━━━ SOURCE PASSAGE ━━━

WFRP is the strongest fit for:
- Diversified operations with 3 or more commodities — the diversification discount significantly reduces premiums
- Organic farmers — WFRP recognizes organic price premiums in the revenue calculation
- Specialty crop growers (vegetables, fruits, herbs, ornamentals) — many specialty crops have no individual APH policy available
- Farms with significant crop rotation — WFRP covers whatever you grow, regardless of how your mix changes year to year
- Direct-market farms and CSA operations — farm revenue is captured holistically through Schedule F, not estimated per crop
How WFRP Revenue Is Calculated
Your allowable revenue under WFRP is based on the Olympic average of your last five years of Schedule F net income, adjusted for farming operations expenses and income categories. RMA actuaries calculate a "farm revenue history" figure that represents what your operation is expected to produce in a normal year.

━━━ SOURCE DATA ━━━

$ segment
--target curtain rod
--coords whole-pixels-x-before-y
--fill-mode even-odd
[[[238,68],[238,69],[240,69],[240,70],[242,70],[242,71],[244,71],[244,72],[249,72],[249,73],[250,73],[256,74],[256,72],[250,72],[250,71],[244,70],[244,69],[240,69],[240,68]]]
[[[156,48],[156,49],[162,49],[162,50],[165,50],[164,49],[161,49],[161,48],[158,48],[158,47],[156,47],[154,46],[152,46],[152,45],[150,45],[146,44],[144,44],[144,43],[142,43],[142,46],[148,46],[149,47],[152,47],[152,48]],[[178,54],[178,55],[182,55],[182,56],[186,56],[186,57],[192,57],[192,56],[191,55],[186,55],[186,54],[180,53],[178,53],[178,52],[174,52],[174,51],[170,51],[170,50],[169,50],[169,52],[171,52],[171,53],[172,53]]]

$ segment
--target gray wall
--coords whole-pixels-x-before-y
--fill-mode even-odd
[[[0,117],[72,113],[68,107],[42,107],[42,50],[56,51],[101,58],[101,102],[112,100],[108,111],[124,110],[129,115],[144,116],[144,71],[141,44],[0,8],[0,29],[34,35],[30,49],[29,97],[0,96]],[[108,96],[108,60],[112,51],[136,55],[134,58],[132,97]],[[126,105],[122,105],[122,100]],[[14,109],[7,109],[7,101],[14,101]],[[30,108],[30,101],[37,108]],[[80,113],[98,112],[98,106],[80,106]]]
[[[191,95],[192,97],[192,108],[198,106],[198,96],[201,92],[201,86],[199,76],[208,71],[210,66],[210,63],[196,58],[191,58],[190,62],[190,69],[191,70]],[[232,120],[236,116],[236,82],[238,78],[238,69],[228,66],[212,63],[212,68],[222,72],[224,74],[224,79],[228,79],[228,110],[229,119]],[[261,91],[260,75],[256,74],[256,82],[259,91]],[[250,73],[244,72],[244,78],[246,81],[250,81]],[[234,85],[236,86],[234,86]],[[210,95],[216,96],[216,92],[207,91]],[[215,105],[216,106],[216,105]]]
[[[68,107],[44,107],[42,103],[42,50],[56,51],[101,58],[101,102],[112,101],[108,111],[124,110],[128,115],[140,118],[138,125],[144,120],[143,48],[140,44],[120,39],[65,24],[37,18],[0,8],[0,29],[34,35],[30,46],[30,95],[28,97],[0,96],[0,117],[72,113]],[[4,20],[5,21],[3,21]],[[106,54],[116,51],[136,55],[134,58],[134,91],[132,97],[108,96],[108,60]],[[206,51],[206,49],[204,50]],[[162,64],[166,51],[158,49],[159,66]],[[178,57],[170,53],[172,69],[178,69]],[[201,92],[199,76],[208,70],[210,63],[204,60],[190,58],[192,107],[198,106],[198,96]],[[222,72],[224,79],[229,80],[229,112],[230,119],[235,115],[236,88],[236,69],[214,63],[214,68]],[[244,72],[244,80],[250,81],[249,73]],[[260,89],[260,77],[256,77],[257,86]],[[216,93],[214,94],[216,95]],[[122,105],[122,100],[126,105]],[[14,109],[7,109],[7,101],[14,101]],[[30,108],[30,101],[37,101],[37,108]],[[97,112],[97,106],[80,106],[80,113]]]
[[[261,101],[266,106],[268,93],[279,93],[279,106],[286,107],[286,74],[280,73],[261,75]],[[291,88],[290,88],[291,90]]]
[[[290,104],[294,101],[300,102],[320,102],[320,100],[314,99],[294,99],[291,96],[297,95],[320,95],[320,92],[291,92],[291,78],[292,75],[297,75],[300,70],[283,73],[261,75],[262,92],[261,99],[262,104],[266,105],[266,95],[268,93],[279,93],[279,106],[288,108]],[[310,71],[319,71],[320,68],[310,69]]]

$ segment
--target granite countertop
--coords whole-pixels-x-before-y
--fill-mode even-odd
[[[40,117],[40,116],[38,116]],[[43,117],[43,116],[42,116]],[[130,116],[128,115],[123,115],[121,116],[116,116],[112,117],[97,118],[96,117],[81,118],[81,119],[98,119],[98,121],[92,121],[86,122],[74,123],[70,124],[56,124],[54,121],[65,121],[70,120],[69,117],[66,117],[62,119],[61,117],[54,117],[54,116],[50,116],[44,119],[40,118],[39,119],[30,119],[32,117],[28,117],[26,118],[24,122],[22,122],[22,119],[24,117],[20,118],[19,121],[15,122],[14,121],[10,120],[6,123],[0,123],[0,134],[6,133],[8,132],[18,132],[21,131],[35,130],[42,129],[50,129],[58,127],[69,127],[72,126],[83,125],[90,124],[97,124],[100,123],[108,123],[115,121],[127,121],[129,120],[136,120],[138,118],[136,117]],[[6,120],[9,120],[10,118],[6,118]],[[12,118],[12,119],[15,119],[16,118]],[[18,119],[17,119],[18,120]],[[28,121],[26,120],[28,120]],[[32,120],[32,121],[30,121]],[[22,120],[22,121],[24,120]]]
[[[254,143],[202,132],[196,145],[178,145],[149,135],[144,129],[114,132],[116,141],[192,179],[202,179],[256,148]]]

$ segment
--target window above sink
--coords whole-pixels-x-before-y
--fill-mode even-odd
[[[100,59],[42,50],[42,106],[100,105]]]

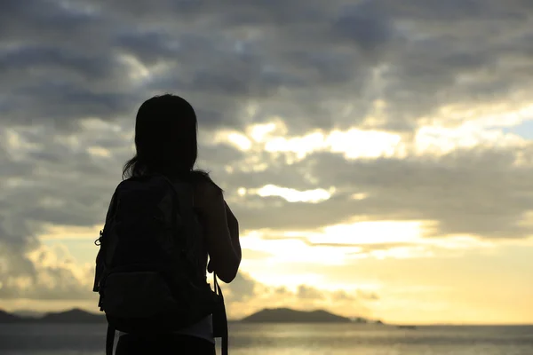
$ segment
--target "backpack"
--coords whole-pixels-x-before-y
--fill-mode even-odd
[[[107,355],[115,330],[168,334],[210,314],[227,353],[224,298],[217,276],[214,292],[206,280],[201,236],[189,184],[155,174],[118,185],[95,242],[93,291],[107,320]]]

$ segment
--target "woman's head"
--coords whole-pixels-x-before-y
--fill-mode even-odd
[[[135,122],[137,154],[124,165],[124,177],[193,170],[198,155],[196,114],[176,95],[155,96],[139,108]]]

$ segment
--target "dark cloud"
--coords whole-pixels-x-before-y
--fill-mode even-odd
[[[25,255],[39,246],[43,224],[102,223],[131,154],[135,111],[151,95],[187,98],[211,136],[274,115],[290,134],[356,126],[376,99],[386,103],[385,119],[367,125],[412,133],[445,105],[530,101],[532,10],[525,0],[4,0],[0,275],[38,274]],[[107,123],[88,128],[88,117]],[[503,238],[530,234],[520,222],[531,165],[514,164],[515,153],[352,162],[314,154],[288,166],[283,154],[263,152],[266,170],[234,173],[226,166],[251,165],[251,153],[219,145],[200,154],[228,196],[266,184],[339,191],[316,204],[248,196],[232,206],[243,228],[306,230],[364,215]],[[67,270],[48,272],[70,290]],[[250,294],[250,280],[235,285]]]

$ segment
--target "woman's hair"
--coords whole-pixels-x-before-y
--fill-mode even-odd
[[[124,164],[123,178],[151,173],[209,178],[206,172],[195,170],[197,128],[196,114],[184,99],[165,94],[146,100],[135,121],[137,153]]]

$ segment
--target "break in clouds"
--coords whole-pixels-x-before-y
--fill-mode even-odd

━━━

- **EXERCISE TASK 1**: List the kinds of farms or operations that the WFRP passage names as the strongest fit for WFRP.
- **EXERCISE TASK 2**: Report every line of the listing that contains the string "woman".

- **WRITTEN RESPONSE 1**:
- Diversified operations with 3 or more commodities
- Organic farmers
- Specialty crop growers (vegetables, fruits, herbs, ornamentals)
- Farms with significant crop rotation
- Direct-market farms and CSA operations

- **WRITTEN RESPONSE 2**:
--target "woman's head"
--target "woman's hair"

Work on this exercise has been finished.